• _EXERCISE REQUIREMENTS_:
1) Reproduce the passage of the article on animal welfare in rural Africa starting at "With the complex" and ending at "in our communities.".
2) According to the article on animal welfare in rural Africa, what does Christina Mashupiko demonstrate for the hens in the communities? List each item.
3) Write what comes next in the article on animal welfare in rural Africa, picking up after its final sentence.

[Opening EXTRACT TO READ section]

Animal Welfare in Rural Africa. Is it Possible?

With the complex and multifaceted issues of rural Africa, one would think animals would be at the bottom of the totem pole. And as a whole, that may be true but in a small rural village in Malawi, the concept is becoming more and more familiar. Just One Humanity has implemented an animal welfare program in a few village of Salima, Malawi. The program received some interesting stares and laughs before inception but has proven to be quite successful. Christina Mashupiko, our Livestock Coordinator, has been instrumental in moving this program forward. She is kind and gentle and demonstrates proper handling, housing and medicine administration for all of the hens in our communities.

As part of our sustainable food program, we provide hens to families in need. Eggs provide a great amount of protein and nutritional value for the families. Because we care greatly for the hens we distribute, the families must first attend our training class taught by Christina and a local Veterinarian. Upon completion of training hens are distributed, ten to each family. Within one week hen housing must be constructed and approved by our team. In the first month, weekly visits are conducted to make sure the hens are doing well in their new homes and that no additional antibiotics are required. We record number of hens to ensure none are being sold, have passed away or killed. Our program does not allow for the hens to be killed for meat. We believe the hens will provide more for families by laying eggs in the long term rather than killing them for one meal.

[Closing EXTRACT TO READ section]
[Opening EXTRACTED INFORMATION section]

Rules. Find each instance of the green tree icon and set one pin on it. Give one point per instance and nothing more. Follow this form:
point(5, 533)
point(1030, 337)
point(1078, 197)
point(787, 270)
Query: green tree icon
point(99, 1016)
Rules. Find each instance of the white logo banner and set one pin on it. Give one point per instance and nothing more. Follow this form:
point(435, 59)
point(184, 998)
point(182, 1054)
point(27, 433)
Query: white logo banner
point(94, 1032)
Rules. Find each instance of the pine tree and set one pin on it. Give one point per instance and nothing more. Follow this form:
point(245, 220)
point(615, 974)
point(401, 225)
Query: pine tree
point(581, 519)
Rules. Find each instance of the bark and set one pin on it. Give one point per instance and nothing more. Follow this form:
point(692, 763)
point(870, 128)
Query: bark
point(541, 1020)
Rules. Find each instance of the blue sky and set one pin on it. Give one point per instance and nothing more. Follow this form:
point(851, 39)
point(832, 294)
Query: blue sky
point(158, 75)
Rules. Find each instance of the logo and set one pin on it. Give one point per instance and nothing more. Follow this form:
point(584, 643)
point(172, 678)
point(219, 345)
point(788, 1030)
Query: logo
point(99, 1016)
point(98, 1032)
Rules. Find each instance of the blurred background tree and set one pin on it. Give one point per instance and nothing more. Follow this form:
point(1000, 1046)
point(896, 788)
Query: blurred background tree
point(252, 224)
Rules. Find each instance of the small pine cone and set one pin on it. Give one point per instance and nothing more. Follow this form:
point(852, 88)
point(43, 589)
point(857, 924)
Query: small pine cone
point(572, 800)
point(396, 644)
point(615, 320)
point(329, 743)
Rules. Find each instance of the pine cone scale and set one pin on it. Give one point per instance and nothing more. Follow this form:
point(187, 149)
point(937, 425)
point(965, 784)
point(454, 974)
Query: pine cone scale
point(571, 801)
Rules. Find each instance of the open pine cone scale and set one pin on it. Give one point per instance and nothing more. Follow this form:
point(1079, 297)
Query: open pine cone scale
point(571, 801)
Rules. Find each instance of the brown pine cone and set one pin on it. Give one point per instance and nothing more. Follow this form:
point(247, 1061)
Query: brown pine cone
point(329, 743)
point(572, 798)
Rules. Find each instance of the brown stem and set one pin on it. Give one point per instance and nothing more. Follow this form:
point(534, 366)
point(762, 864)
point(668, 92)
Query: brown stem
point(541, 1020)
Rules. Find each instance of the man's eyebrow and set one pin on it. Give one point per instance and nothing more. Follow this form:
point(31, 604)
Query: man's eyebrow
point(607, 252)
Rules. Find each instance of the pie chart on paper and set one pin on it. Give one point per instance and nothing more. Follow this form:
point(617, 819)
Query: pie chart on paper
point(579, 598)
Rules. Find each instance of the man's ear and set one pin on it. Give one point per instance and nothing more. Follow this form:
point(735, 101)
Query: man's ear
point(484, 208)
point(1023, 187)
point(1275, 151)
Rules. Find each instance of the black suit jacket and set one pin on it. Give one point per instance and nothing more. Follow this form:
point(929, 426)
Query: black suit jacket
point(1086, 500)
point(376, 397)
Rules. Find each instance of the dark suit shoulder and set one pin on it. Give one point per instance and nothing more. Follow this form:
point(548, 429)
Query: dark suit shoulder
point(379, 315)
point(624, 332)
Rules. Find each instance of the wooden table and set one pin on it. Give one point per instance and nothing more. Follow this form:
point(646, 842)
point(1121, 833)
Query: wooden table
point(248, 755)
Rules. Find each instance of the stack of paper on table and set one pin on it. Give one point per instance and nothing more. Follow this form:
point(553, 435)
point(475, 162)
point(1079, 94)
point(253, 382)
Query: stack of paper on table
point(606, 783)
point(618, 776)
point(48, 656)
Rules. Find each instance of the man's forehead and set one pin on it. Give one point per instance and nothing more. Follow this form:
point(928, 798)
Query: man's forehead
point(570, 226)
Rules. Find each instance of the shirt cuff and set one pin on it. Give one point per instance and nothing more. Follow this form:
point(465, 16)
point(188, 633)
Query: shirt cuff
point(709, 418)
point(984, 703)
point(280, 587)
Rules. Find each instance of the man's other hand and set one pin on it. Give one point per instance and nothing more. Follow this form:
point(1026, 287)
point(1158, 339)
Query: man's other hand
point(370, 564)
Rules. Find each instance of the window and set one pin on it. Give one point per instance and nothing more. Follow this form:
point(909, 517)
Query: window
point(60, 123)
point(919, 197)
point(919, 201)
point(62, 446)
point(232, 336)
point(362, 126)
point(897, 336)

[Closing EXTRACTED INFORMATION section]

• _NUMBERED RESPONSES_:
1)
With the complex and multifaceted issues of rural Africa, one would think animals would be at the bottom of the totem pole. And as a whole, that may be true but in a small rural village in Malawi, the concept is becoming more and more familiar. Just One Humanity has implemented an animal welfare program in a few village of Salima, Malawi. The program received some interesting stares and laughs before inception but has proven to be quite successful. Christina Mashupiko, our Livestock Coordinator, has been instrumental in moving this program forward. She is kind and gentle and demonstrates proper handling, housing and medicine administration for all of the hens in our communities.

2)
- Proper handling
- Housing
- Medicine administration

3)
Animal welfare may seem like a difficult subject when poverty is so extreme and daily survival is the main concern. But, with the right team and program in place, it is possible. We have already noticed a shift within the communities and their handling of the hens. The families really respect Christina’s work and take her training seriously. Welfare for hens is just the beginning. We plan to expand this program for goats, cattle, pigs and even stray dogs and cats.